[Records of labeled boxes]
________________
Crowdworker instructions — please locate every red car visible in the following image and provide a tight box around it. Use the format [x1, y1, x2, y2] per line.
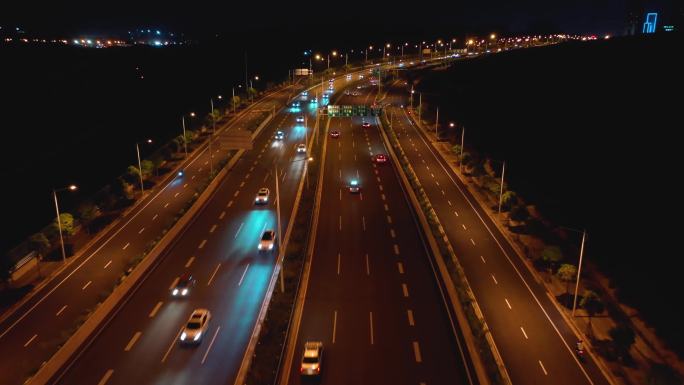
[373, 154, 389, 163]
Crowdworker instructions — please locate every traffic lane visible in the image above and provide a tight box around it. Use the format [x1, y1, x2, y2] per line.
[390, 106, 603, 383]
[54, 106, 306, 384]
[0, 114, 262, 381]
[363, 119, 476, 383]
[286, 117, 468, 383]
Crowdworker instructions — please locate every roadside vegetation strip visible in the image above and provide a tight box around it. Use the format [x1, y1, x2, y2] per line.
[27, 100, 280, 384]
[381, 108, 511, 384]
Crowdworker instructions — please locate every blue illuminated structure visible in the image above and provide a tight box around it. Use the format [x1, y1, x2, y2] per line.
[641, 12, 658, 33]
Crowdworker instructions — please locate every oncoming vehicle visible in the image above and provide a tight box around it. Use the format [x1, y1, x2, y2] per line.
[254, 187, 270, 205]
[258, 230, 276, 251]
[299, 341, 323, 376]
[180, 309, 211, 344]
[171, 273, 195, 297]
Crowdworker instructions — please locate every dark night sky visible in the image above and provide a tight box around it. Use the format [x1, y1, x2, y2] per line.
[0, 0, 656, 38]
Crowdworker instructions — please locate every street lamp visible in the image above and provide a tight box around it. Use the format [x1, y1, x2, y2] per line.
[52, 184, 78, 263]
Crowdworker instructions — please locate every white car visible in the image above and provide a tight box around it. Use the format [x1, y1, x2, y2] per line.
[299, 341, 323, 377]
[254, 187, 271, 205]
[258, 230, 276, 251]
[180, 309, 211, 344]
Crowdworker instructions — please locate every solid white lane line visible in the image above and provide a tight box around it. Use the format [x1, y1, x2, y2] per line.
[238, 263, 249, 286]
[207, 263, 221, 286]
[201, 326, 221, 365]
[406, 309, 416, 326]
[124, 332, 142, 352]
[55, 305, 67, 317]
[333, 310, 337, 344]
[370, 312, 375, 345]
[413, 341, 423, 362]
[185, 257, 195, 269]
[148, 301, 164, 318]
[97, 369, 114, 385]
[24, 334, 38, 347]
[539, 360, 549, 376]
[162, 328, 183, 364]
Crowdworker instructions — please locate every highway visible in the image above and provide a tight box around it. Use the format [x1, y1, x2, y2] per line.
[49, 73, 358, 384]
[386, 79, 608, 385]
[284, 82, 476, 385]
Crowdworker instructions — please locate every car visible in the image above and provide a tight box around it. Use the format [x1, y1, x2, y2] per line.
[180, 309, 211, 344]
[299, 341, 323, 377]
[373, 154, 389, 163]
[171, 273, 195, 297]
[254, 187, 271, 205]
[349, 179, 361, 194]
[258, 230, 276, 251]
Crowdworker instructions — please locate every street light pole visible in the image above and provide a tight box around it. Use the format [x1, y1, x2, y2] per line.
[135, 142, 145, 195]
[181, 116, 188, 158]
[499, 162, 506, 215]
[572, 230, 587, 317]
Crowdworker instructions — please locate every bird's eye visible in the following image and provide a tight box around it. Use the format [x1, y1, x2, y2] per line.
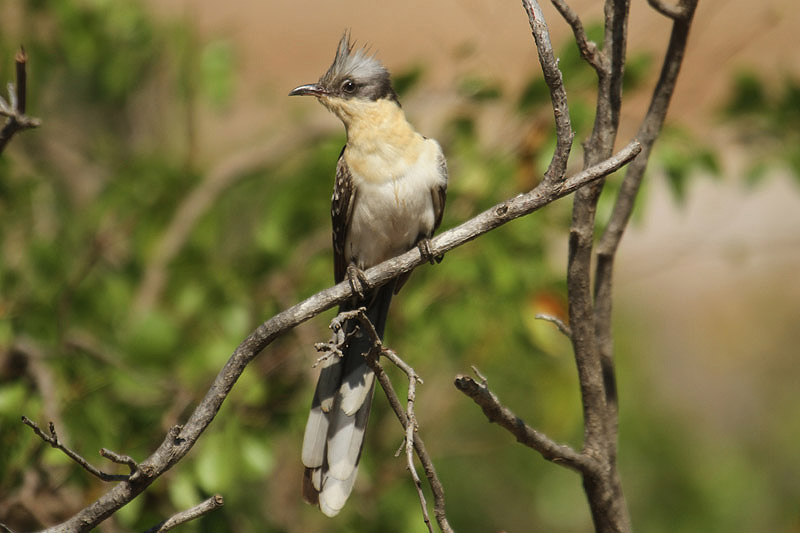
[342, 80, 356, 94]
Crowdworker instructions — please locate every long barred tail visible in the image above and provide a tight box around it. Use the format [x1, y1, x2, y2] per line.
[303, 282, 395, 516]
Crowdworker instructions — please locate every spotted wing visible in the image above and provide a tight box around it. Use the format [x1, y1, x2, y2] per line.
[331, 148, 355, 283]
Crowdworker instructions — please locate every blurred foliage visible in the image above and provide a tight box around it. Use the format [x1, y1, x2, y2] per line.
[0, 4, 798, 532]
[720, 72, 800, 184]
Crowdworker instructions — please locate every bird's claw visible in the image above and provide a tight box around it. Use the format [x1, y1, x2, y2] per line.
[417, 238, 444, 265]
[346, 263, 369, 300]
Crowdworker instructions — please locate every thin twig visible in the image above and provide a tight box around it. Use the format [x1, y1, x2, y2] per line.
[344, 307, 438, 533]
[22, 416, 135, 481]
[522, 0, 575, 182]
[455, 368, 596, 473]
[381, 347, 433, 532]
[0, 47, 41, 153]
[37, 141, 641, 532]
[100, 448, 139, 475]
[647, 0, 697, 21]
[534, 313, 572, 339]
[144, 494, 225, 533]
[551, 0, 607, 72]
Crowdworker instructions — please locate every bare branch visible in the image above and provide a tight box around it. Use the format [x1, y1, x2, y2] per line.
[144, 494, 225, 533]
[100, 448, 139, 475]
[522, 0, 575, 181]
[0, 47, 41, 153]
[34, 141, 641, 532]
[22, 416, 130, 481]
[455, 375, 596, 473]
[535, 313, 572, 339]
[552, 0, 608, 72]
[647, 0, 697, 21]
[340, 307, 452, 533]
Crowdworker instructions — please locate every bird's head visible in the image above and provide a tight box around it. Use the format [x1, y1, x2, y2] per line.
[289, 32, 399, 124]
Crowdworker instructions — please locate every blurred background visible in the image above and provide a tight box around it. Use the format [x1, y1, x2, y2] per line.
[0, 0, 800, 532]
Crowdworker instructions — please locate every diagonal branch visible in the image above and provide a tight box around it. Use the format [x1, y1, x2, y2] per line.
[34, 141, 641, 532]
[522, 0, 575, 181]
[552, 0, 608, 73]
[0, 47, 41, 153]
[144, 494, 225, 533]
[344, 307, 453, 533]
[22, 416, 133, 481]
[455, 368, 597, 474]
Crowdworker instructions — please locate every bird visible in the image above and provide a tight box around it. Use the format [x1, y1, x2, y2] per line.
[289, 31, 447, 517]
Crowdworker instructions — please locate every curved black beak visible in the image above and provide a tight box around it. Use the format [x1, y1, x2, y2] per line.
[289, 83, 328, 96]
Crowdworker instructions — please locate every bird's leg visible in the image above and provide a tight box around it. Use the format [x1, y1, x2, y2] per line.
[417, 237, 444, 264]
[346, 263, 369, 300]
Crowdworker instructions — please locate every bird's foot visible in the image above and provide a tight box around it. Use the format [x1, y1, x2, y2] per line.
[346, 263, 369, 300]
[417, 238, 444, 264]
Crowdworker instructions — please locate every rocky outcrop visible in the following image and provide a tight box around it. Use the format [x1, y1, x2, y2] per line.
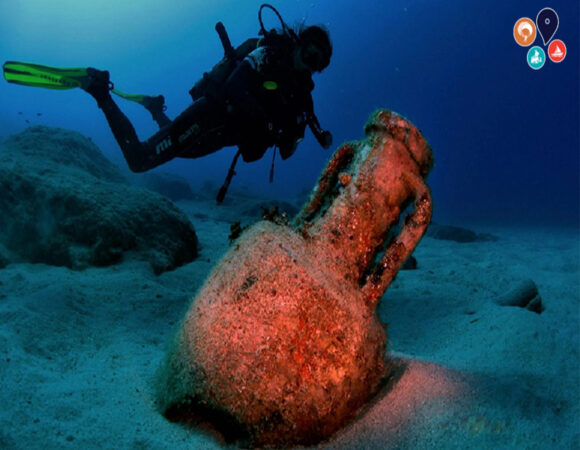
________________
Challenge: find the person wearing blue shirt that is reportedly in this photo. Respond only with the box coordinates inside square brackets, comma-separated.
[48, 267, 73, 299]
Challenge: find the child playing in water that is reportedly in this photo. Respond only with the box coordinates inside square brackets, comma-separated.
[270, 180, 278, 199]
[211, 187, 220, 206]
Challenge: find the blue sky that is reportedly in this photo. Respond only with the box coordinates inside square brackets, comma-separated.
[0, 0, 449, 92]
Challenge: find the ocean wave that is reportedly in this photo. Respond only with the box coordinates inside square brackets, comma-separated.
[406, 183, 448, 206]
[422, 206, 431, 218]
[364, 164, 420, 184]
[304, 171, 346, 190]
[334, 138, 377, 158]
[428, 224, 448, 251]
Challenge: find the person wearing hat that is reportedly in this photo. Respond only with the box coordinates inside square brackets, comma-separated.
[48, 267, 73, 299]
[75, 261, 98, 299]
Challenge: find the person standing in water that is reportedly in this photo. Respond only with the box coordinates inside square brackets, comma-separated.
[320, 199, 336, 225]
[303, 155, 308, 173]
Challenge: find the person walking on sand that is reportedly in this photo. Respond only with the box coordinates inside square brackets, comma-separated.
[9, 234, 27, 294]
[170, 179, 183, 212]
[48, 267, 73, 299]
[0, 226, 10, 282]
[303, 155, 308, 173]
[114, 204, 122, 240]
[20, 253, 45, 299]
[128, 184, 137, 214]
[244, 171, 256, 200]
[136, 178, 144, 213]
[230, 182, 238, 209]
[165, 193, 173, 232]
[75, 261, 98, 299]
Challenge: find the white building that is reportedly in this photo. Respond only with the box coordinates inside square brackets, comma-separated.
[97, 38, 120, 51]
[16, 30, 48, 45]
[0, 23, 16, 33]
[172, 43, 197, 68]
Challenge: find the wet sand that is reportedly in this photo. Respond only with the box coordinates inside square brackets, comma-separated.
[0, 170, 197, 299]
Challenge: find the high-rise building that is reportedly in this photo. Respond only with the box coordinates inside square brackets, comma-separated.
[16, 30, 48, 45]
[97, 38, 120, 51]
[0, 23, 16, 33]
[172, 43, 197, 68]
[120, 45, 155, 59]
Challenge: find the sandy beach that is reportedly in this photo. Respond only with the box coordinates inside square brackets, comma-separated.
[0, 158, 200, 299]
________________
[What you need to do] Please recast the entries from the line with "Challenge: find the blue" up to and including the line with "[0, 170, 197, 299]" as a Markdown table with the columns Row and Line, leaving out blank lines.

[Solved problem]
| Row | Line |
|---|---|
| 1 | Challenge: find the blue sky that is reportedly in this photo. Respond only with the box coordinates inside square brackets, comma-separated. |
| 2 | [0, 0, 449, 92] |
| 3 | Challenge: find the ocean wave that is reportedly in this photo. Respond only with the box coordinates inside square brackets, comma-separated. |
| 4 | [406, 183, 448, 206] |
| 5 | [422, 206, 431, 218] |
| 6 | [364, 164, 420, 184] |
| 7 | [304, 171, 346, 190] |
| 8 | [334, 138, 377, 158] |
| 9 | [428, 224, 448, 251] |
| 10 | Challenge: find the person wearing hat that is reportedly in this photo. Respond only with the box coordinates inside square brackets, comma-separated. |
| 11 | [48, 267, 73, 299] |
| 12 | [75, 261, 98, 299] |
| 13 | Challenge: find the person standing in water that is reportedly in this photo. Respond only with the box coordinates inside square brackets, comma-separated. |
| 14 | [320, 199, 336, 225] |
| 15 | [303, 155, 308, 173] |
| 16 | Challenge: find the person walking on sand that is reportedly in this photo. Respond only with the box coordinates inside square brackets, comma-separated. |
| 17 | [9, 234, 27, 294] |
| 18 | [170, 179, 183, 212] |
| 19 | [48, 267, 73, 299] |
| 20 | [0, 226, 10, 282] |
| 21 | [303, 155, 308, 173] |
| 22 | [114, 204, 122, 240] |
| 23 | [20, 253, 45, 299] |
| 24 | [128, 184, 137, 214] |
| 25 | [244, 171, 256, 200] |
| 26 | [136, 178, 144, 213] |
| 27 | [230, 182, 238, 209] |
| 28 | [165, 193, 173, 232] |
| 29 | [75, 261, 98, 299] |
| 30 | Challenge: find the white building that is reportedly in this photo. Respond only with the box coordinates inside square brackets, comma-separated. |
| 31 | [97, 38, 120, 51] |
| 32 | [16, 30, 48, 45] |
| 33 | [0, 23, 16, 33] |
| 34 | [172, 43, 197, 68] |
| 35 | Challenge: find the wet sand that is reportedly in this photo. Respond only with the box coordinates inside square brackets, comma-separated. |
| 36 | [0, 170, 197, 299] |